--- Available data ---

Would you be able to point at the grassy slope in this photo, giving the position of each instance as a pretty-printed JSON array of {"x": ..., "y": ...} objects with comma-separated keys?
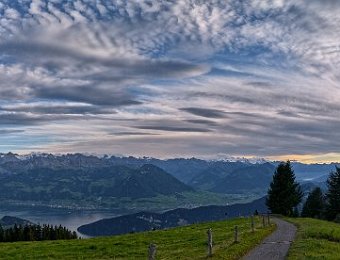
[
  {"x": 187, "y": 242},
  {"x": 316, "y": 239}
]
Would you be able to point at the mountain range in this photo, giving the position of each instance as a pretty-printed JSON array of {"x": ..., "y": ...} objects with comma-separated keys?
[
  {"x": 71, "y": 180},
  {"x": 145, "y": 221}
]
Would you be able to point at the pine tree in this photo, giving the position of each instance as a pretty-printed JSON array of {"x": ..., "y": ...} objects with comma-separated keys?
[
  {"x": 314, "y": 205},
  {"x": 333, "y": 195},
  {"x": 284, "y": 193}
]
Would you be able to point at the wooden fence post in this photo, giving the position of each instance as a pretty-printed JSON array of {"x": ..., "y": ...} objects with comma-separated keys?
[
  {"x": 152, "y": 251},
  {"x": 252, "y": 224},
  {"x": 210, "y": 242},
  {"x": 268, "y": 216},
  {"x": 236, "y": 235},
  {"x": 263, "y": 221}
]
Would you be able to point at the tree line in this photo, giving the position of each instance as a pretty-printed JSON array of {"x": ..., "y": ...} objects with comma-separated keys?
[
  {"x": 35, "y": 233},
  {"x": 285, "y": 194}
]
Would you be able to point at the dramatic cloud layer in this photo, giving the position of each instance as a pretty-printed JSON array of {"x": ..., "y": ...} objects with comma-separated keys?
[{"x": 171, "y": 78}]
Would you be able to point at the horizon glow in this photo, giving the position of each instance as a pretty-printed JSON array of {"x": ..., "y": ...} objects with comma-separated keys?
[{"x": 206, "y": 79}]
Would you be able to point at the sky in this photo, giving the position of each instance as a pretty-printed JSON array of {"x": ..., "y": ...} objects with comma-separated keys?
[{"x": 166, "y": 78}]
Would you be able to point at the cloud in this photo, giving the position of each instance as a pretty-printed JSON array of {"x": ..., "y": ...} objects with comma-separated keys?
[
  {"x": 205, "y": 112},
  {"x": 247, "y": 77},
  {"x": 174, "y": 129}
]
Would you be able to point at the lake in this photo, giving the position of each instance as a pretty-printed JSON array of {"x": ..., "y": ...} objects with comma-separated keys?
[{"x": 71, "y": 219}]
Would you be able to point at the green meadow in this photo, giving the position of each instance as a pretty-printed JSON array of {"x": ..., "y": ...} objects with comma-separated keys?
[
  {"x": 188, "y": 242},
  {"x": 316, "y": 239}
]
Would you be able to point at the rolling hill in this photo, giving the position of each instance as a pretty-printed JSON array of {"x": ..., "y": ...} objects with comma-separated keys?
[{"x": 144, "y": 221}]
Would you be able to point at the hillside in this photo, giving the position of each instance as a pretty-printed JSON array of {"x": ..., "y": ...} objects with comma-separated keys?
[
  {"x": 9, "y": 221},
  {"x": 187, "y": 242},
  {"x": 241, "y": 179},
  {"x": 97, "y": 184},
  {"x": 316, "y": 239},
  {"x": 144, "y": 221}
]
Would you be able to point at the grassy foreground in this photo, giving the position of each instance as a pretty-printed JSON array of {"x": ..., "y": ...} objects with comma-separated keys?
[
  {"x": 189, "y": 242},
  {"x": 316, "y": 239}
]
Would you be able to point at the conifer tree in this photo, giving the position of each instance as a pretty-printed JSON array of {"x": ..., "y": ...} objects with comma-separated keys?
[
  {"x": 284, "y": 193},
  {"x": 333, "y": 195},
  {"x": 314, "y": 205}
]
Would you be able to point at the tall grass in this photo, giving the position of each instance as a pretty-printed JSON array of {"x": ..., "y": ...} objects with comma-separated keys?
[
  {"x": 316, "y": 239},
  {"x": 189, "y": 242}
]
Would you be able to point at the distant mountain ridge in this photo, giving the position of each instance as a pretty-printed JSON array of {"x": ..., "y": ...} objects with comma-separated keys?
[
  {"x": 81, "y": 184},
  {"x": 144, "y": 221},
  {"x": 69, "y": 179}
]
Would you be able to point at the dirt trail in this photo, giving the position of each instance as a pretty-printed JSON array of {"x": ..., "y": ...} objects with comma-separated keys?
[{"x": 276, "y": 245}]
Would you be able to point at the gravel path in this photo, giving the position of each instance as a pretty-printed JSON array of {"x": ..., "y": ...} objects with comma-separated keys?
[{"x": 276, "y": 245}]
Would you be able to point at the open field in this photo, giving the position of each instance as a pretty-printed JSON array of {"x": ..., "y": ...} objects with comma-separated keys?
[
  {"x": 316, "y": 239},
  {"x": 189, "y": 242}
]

---

● **Problem description**: Through the last line of the entries above, beginning at the line containing "Would you be able to point at the hillside", transcribe each line exactly, both ends included and nothing more.

● **Correct output**:
Would you be able to point at the hillside in this photo, giving the position of each instance as a pretty-printed JSON array of {"x": ..., "y": ...} objects with comma-separated keys?
[
  {"x": 9, "y": 221},
  {"x": 187, "y": 242},
  {"x": 241, "y": 179},
  {"x": 97, "y": 184},
  {"x": 316, "y": 239},
  {"x": 144, "y": 221}
]
Would you be able to point at the grassy foreground in this photo, giving the position of each instance as a pretty-printed JSON array of {"x": ..., "y": ...} objects with comma-separated keys?
[
  {"x": 189, "y": 242},
  {"x": 316, "y": 239}
]
Would you be able to point at the conifer tree in this photo, giving the position of each instance as a pretty-printed JSON array of {"x": ..., "y": ...} objects with comma-separated keys?
[
  {"x": 284, "y": 193},
  {"x": 333, "y": 195},
  {"x": 314, "y": 205}
]
Would you be able to point at the tall grass in this photo, giving the position of each instance as a pretty-printed JSON array of {"x": ..., "y": ...} objects with comma-separated keys?
[
  {"x": 316, "y": 239},
  {"x": 189, "y": 242}
]
Would you be able to point at the distant mountain ridge in this photo, giving the position of each instance as a pretty-printed JSON array of {"x": ..., "y": ...} objects with comma-separated keys?
[
  {"x": 81, "y": 184},
  {"x": 144, "y": 221},
  {"x": 69, "y": 179}
]
Would you be able to point at the dirt trail in this photo, giving the position of each instance as a pretty-printed JSON array of {"x": ..., "y": ...} objects with comma-separated keys?
[{"x": 276, "y": 245}]
Would you be able to point at the gravel path in this photo, giving the position of each instance as a pretty-printed JSON array of {"x": ..., "y": ...} objects with comma-separated keys?
[{"x": 276, "y": 245}]
Would you be able to point at the open field in this photo, giving the position of each instance as a pretty-printed JSON array of {"x": ..., "y": ...} objects with comma-separated keys?
[
  {"x": 316, "y": 239},
  {"x": 189, "y": 242}
]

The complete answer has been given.